Recast the lines of the items as a JSON list of strings, one string per line, with blank lines left out and the pictures omitted.

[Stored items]
■ ■ ■
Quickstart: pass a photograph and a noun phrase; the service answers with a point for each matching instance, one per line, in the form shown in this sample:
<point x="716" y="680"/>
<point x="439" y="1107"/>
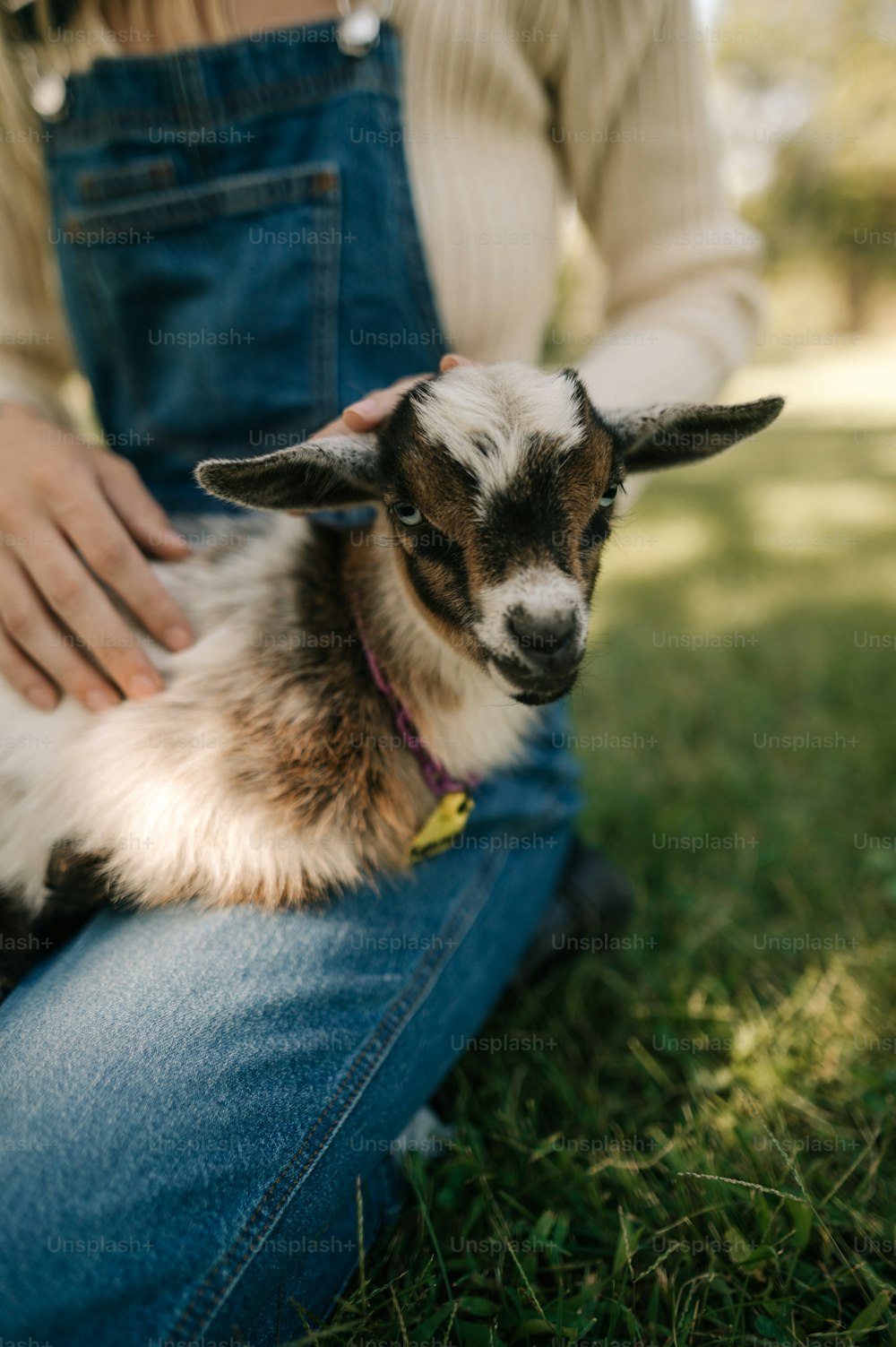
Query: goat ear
<point x="326" y="473"/>
<point x="686" y="433"/>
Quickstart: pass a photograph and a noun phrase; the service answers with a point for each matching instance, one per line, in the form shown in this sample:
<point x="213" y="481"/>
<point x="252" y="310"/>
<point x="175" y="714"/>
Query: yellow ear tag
<point x="444" y="822"/>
■ ■ ■
## WORKED SOLUTION
[
  "Quickstart: pass a photograph and a noun phrase; the service answers with a point for each matching instance, one per line, in the form shown in this sample:",
  "<point x=\"716\" y=\"680\"/>",
  "<point x=\"439\" y=\"1107\"/>",
  "Query: goat ear",
  "<point x=\"326\" y=\"473\"/>",
  "<point x=\"686\" y=\"433\"/>",
  "Quickstart: pass a photograph and a noun phrase; the service answers with a point for each matching instance, one per line, in the form shown in this sample:",
  "<point x=\"213\" y=\"481\"/>",
  "<point x=\"252\" y=\"310\"/>",
  "<point x=\"175\" y=\"714\"/>",
  "Query: yellow ear tag",
  "<point x=\"444\" y=\"822\"/>"
]